**** Records for the exercise

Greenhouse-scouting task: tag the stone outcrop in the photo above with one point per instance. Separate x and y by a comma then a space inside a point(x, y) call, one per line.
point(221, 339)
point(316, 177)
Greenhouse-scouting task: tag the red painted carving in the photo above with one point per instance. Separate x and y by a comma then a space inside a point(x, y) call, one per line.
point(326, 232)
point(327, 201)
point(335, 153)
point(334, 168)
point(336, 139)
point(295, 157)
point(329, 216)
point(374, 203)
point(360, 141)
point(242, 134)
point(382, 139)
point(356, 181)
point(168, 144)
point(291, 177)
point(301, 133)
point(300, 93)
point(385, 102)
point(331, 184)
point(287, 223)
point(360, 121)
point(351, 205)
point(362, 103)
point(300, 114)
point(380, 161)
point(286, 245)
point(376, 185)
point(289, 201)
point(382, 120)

********
**** Records for the exercise

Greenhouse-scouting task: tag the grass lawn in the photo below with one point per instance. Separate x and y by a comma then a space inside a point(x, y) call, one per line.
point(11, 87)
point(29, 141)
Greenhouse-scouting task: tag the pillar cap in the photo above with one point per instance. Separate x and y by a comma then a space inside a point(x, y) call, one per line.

********
**** Records for the exercise

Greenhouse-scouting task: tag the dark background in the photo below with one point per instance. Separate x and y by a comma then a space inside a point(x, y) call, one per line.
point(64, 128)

********

• To do: When you reach the line with "Greenhouse-scouting task: tag the grass" in the records above, start writing out lines exactly, and stop once the line with "Greenhouse-scouting task: tag the pillar" has been written; include nothing else.

• Expected answer:
Greenhouse-scouting task: tag the grass lawn in the photo below with one point per instance. Separate x and y by a comma then a space inside a point(x, y) call, one per line.
point(11, 87)
point(29, 141)
Greenhouse-scouting task: tag the pillar cap in the photo above with one point per instance. Separate x and y by a comma then a space inside a point(x, y) call, one per line.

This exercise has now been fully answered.